___ Document excerpt ___

The role of knowledge in high-level cognition

We apply computational, behavioral, and neural methods to study the role of knowledge in high-level cognition, focusing on creative thinking, associative thinking, and memory search and retrieval. Such research includes applying computational methods from network science to represent the semantic memory structure of individuals and groups, and examine how their memory structure, and the dynamic processes that operate in this system, relates to individual differences in high-level cognition. Similarly, at the neural level, we examine the neural structure and dynamics that relate to knowledge and their role in generating high-level cognition. This work, for example, empirically verified the classic associative theory of creativity, that posits that higher-creative individuals have a more connected, “flexible” semantic memory structure than lower-creative individuals.

 The dynamics of semantic memory

We apply converging empirical methods to investigate how semantic memory changes with regard to individual differences and context. Specifically, we study the ‘aging lexicon’, and how people’s memory change as they age; how we can measure the effect of learning on semantic memory structure; and how interfering with neural processes alters ones’ ability to retrieve from their semantic memory. This work has, for example, demonstrated how and in what way we can measure the effect of different strategies in combining concepts on the semantic memory structure of those concepts.


Cognitive network science

Our work develops and advances the field of Cognitive Network Science – the application of computational tools from network science to study cognition. We do so by developing and adapting relevant methods from other fields to study various cognitive phenomena; investigating the significance of network science methods in objectively studying abstract cognitive constructs; and by developing and promoting straight-forward analysis pipelines to minimize barriers and enhance accessibility of this approach to the wide Cognitive Science community. This work has, for example, developed a semantic network based measure of semantic distance, developed an objective measure of flexibility of thought, and related cognitive network methodology to traditional dimensionality reduction approaches.


Clinical cognitive networks

We apply similar approaches to study atypical memory structure in clinical populations. Such work uniquely addresses the cognitive level, complementing additional approaches that study the neural levels of clinical populations (e.g., computational psychiatry). Our work has examined  the semantic memory structure in children with cochlear implants, people with high functioning autism (Aspergers’ syndrome) and people with schizophrenia. This line of work aims to examine how quantitative measures of semantic memory structure in clinical populations can be used in diagnostic and intervention settings.

___ Supplied entries ___

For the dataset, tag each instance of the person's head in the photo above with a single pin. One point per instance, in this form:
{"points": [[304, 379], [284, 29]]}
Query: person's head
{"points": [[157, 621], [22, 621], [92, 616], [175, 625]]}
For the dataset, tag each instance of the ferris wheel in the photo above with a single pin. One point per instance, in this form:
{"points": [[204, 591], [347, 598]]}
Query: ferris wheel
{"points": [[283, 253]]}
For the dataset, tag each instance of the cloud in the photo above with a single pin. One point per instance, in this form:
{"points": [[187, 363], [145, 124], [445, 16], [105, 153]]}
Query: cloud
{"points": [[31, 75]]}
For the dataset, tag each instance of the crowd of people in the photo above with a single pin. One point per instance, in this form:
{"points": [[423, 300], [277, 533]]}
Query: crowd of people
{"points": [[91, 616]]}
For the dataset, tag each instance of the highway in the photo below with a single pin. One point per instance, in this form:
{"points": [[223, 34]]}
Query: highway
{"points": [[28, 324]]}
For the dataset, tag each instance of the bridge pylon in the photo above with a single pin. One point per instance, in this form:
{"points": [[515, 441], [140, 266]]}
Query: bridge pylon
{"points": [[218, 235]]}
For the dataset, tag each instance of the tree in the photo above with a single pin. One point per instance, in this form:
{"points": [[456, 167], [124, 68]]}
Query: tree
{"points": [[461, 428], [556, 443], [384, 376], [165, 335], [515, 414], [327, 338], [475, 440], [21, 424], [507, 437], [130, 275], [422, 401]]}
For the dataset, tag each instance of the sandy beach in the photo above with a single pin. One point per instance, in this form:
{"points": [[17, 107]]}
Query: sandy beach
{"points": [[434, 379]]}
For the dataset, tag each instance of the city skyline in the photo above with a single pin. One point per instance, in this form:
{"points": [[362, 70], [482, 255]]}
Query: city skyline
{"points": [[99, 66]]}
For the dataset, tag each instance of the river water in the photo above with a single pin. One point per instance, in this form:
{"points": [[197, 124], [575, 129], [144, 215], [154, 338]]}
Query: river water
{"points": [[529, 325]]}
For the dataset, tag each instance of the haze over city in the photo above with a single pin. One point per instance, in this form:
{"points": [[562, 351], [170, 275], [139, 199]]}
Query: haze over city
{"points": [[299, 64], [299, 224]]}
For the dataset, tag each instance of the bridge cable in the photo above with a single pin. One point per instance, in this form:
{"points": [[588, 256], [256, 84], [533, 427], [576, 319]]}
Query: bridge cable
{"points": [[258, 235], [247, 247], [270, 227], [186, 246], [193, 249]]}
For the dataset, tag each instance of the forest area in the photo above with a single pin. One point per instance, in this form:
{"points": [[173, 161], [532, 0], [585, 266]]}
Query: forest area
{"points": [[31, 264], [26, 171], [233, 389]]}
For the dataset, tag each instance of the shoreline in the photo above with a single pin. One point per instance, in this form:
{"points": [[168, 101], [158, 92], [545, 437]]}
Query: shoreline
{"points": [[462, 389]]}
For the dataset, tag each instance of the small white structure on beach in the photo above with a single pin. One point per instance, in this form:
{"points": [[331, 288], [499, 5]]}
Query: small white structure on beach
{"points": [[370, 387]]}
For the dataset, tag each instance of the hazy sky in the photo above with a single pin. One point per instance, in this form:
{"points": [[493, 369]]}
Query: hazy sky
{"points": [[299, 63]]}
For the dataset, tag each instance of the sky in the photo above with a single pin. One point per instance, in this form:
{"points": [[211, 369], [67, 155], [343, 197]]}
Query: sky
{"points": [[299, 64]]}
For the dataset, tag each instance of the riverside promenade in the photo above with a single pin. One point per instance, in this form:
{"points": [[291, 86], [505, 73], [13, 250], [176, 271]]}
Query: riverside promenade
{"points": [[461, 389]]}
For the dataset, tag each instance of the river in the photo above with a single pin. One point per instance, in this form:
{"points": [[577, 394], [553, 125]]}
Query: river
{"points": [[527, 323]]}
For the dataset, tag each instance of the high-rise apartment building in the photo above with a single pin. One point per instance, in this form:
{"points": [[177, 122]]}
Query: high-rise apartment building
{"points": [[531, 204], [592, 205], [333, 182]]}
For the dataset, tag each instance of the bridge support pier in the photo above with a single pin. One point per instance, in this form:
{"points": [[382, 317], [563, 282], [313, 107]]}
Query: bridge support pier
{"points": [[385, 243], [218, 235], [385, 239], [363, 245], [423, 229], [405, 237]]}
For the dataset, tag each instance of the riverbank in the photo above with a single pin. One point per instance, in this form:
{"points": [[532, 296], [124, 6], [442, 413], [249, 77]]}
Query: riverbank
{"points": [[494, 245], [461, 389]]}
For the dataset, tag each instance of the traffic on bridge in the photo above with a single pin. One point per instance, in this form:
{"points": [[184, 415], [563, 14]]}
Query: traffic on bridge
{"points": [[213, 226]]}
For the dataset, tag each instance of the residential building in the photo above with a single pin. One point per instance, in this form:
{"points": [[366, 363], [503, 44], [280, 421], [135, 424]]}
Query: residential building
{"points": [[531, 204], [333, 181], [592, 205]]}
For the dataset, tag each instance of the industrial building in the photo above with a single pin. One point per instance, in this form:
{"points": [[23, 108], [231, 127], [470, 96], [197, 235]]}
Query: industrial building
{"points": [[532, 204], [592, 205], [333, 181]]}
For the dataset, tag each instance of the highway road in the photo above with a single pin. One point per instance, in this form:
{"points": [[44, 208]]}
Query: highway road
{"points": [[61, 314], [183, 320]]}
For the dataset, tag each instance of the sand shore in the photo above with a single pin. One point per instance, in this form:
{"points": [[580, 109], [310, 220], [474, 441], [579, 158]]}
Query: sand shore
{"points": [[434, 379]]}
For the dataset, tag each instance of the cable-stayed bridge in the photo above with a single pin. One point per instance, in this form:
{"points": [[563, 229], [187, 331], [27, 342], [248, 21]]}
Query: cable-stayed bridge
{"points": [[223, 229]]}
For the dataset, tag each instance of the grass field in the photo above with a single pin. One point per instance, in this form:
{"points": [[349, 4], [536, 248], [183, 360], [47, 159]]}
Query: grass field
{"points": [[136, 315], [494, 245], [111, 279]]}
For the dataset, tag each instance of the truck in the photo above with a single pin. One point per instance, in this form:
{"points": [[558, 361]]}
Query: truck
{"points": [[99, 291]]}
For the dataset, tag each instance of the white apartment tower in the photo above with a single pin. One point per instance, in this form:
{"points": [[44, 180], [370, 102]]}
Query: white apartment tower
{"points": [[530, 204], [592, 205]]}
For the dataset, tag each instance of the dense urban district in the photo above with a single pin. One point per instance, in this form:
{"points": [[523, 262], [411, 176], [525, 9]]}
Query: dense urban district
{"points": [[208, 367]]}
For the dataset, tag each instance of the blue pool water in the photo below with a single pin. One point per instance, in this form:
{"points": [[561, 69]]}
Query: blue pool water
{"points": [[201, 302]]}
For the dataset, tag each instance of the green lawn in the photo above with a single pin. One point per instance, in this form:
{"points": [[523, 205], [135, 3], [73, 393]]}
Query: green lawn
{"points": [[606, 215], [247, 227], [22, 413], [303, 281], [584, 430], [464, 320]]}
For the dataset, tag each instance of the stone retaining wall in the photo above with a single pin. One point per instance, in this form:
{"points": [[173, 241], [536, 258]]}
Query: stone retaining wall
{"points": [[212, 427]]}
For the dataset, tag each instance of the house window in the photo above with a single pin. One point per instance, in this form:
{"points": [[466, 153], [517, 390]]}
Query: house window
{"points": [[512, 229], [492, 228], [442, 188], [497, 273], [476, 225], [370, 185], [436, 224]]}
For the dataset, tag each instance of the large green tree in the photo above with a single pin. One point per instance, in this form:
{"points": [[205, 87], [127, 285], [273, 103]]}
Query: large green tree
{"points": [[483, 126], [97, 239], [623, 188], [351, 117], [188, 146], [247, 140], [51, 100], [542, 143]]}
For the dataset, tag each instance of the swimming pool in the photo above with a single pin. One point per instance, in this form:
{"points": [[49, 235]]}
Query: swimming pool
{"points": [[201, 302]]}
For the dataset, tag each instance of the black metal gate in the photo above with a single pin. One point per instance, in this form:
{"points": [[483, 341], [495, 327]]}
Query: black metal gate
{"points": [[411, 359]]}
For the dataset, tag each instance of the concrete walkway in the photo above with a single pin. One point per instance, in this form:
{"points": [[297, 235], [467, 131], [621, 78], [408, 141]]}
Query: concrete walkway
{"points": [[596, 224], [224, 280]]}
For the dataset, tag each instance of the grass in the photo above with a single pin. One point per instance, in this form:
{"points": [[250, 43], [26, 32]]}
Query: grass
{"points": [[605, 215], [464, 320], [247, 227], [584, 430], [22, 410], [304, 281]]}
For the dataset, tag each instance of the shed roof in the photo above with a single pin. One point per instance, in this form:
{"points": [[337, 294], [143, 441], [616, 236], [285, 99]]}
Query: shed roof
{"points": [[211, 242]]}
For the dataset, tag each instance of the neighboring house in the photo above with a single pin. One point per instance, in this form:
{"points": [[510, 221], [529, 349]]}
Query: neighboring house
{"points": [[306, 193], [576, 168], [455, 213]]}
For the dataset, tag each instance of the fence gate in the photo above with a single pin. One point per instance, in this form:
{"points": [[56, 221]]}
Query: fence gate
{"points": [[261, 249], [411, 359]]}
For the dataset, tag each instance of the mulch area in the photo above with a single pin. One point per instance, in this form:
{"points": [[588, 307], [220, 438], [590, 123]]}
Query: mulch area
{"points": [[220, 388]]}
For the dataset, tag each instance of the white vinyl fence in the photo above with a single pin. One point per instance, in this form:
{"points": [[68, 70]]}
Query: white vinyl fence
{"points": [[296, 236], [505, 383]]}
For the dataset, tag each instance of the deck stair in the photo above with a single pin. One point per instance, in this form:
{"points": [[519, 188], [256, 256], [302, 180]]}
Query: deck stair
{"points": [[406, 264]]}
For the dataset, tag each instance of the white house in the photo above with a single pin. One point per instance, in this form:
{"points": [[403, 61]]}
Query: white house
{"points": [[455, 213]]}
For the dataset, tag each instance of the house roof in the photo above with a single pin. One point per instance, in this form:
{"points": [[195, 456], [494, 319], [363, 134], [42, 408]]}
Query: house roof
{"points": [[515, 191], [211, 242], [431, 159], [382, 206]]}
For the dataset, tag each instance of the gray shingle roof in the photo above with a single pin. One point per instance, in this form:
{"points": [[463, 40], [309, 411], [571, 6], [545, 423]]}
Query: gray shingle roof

___

Required action 1 |
According to the research overview, which classic theory did the work empirically verify?
Required action 2 |
Reproduce verbatim everything in the research overview from "We apply computational, behavioral, and" down to "than lower-creative individuals.".

Task output 1 |
The classic associative theory of creativity.

Task output 2 |
We apply computational, behavioral, and neural methods to study the role of knowledge in high-level cognition, focusing on creative thinking, associative thinking, and memory search and retrieval. Such research includes applying computational methods from network science to represent the semantic memory structure of individuals and groups, and examine how their memory structure, and the dynamic processes that operate in this system, relates to individual differences in high-level cognition. Similarly, at the neural level, we examine the neural structure and dynamics that relate to knowledge and their role in generating high-level cognition. This work, for example, empirically verified the classic associative theory of creativity, that posits that higher-creative individuals have a more connected, “flexible” semantic memory structure than lower-creative individuals.